- **Instructions to follow**
Without skipping anything, write out each record below exactly.

- **Exercise input**

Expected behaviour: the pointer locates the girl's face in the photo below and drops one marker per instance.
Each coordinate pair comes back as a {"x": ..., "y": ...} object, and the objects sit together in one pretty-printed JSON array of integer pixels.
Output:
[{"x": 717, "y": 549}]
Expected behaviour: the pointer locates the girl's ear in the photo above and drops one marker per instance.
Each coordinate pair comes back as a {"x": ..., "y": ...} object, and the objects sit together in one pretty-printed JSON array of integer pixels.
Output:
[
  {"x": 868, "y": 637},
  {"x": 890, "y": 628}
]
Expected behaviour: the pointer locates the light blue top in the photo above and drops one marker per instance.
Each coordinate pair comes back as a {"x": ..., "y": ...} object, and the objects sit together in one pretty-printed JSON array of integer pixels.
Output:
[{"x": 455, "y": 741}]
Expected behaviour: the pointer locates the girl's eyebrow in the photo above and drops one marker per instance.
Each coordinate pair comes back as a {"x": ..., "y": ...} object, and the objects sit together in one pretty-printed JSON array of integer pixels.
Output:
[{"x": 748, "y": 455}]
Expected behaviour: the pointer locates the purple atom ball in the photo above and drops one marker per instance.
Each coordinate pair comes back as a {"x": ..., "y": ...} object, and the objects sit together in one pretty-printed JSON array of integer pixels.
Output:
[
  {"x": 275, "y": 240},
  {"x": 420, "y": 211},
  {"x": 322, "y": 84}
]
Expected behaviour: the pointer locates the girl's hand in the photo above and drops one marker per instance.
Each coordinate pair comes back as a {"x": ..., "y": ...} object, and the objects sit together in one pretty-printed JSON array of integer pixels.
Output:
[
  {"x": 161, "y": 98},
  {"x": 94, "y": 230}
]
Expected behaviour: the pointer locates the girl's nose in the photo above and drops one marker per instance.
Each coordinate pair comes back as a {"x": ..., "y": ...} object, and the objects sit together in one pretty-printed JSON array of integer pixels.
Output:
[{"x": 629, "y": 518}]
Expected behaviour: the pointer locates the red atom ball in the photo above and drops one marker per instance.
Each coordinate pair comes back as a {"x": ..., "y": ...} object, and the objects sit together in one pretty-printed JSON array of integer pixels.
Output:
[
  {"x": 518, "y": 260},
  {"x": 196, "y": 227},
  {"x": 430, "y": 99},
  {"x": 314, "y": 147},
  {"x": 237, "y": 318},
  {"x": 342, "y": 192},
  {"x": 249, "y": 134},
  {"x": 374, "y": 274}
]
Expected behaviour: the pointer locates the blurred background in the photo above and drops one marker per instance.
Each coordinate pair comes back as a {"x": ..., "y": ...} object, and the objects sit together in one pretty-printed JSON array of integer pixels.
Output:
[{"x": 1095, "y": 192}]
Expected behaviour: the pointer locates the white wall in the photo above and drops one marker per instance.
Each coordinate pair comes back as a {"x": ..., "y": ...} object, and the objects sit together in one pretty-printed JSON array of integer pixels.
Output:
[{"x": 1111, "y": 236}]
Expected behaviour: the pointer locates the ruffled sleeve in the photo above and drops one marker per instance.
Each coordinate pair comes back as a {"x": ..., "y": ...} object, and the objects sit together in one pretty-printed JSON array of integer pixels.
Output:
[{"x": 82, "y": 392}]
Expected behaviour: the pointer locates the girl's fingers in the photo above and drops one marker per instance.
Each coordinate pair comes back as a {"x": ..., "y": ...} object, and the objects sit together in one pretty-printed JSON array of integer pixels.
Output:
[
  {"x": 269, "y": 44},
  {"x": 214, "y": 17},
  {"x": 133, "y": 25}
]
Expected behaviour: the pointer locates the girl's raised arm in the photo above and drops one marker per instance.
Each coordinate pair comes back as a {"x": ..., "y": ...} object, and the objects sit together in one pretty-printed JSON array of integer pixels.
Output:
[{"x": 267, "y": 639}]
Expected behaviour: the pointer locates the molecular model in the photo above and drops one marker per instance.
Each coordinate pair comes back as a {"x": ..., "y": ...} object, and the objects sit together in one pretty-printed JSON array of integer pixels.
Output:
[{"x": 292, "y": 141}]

- **Written answer**
Expected behaviour: the pointer locates the girl's face in the photo below and drops one marker per instance.
Each coordinate pair comes back as a {"x": ..., "y": ...} object, and the objects sit together in one pretty-printed JSON array of integer pixels.
Output:
[{"x": 717, "y": 549}]
Expected behaviour: the pointer locates the girl's ear in the photo above and drops one marker per instance.
Each coordinate pair comes back as a {"x": ..., "y": ...} object, and the objects sit together in one pretty-printed JSON array of integer pixels.
Output:
[
  {"x": 868, "y": 637},
  {"x": 890, "y": 628}
]
Expected behaviour: the pointer locates the light blue top in the photo above and drops one marker per instance.
Each coordinate pair comes back as a {"x": ..., "y": ...} object, and the objects sit together in one pretty-printed JSON array of integer pixels.
Output:
[{"x": 455, "y": 741}]
Expected behaviour: the pointer locates the girl's eyebrow in the photo above and drops one marker per instance.
Each coordinate pair comes back as a {"x": ..., "y": ...} object, and the objects sit together in one pretty-printed JSON array of integer pixels.
Output:
[{"x": 748, "y": 455}]
Expected behaviour: the pointer locates the purple atom ball in the photo above and drops one marker per instance.
Each coordinate pair comes back as a {"x": ..., "y": ...} object, and the objects sit together in one pretty-printed JSON array of integer pixels.
Output:
[
  {"x": 275, "y": 240},
  {"x": 420, "y": 211},
  {"x": 322, "y": 84}
]
Expected behaviour: the pointer locates the girl's hand in the photo above and drops one marker per instance.
Each coordinate pair comes back as a {"x": ..., "y": ...} object, and the objects sit together in one pretty-printed JSON array of integer pixels.
Output:
[
  {"x": 161, "y": 98},
  {"x": 94, "y": 230}
]
Expected behaviour: the pointer locates the girl's nose in the photo above and drops one marker per instance.
Each coordinate pair comes back as a {"x": ..., "y": ...} object, and the objects sit together in one pretty-printed JSON array of integer pixels.
Output:
[{"x": 629, "y": 518}]
Expected behaviour: the pointer locates the red atom ball in the photo above and drops one marker per instance.
Each coordinate pair comes back as a {"x": ..., "y": ...} object, and the objects sit together in one pretty-printed JSON array of integer pixels.
Output:
[
  {"x": 518, "y": 260},
  {"x": 196, "y": 227},
  {"x": 430, "y": 99},
  {"x": 314, "y": 147},
  {"x": 237, "y": 318},
  {"x": 342, "y": 192},
  {"x": 249, "y": 134},
  {"x": 374, "y": 274}
]
Expected behaviour: the pointer locates the blurred background in the photo above and drops one marker per instance.
Each coordinate pair comes back as a {"x": ..., "y": ...} object, and the objects sit together in one pretty-printed JSON array of integer pixels.
Output:
[{"x": 1095, "y": 192}]
Expected behaviour: the pointer locates the white wall in the photo above and drops one marker per instance.
Each coordinate pair comes back as a {"x": ..., "y": ...} object, and the objects sit together in one pretty-printed JSON array of integer pixels.
Output:
[{"x": 1111, "y": 236}]
Expected behaviour: the pointer locates the ruffled sleeve in the photo above and drops one marker per instance.
Each coordinate pair comes back as a {"x": ..., "y": ...} object, and the objects sit together in one pretty-printed JSON array of integer pixels.
Output:
[{"x": 82, "y": 392}]
Expected behaviour: the pointer locates the girl's fingers in the photo above and drops one marker per instance.
Each coordinate pair comes back as a {"x": ..., "y": ...} object, and the objects sit together in one pretty-printed JSON array of integer pixels.
Output:
[
  {"x": 269, "y": 44},
  {"x": 214, "y": 17},
  {"x": 133, "y": 25}
]
Expected behaviour: the pointer locates the girl's raised arm in the photo above and drops one marker per instance.
Each coordinate pair comes back as a {"x": ..., "y": ...} object, and the objects sit together in one pretty-printed JSON array of integer pixels.
Output:
[{"x": 267, "y": 639}]
Expected behaviour: the pointer locates the molecular model in the photo above and drops one marker per instance.
Each coordinate pair comes back as a {"x": ..., "y": ...} object, and the objects sit together in one pretty-printed JSON array of integer pixels.
Output:
[{"x": 292, "y": 141}]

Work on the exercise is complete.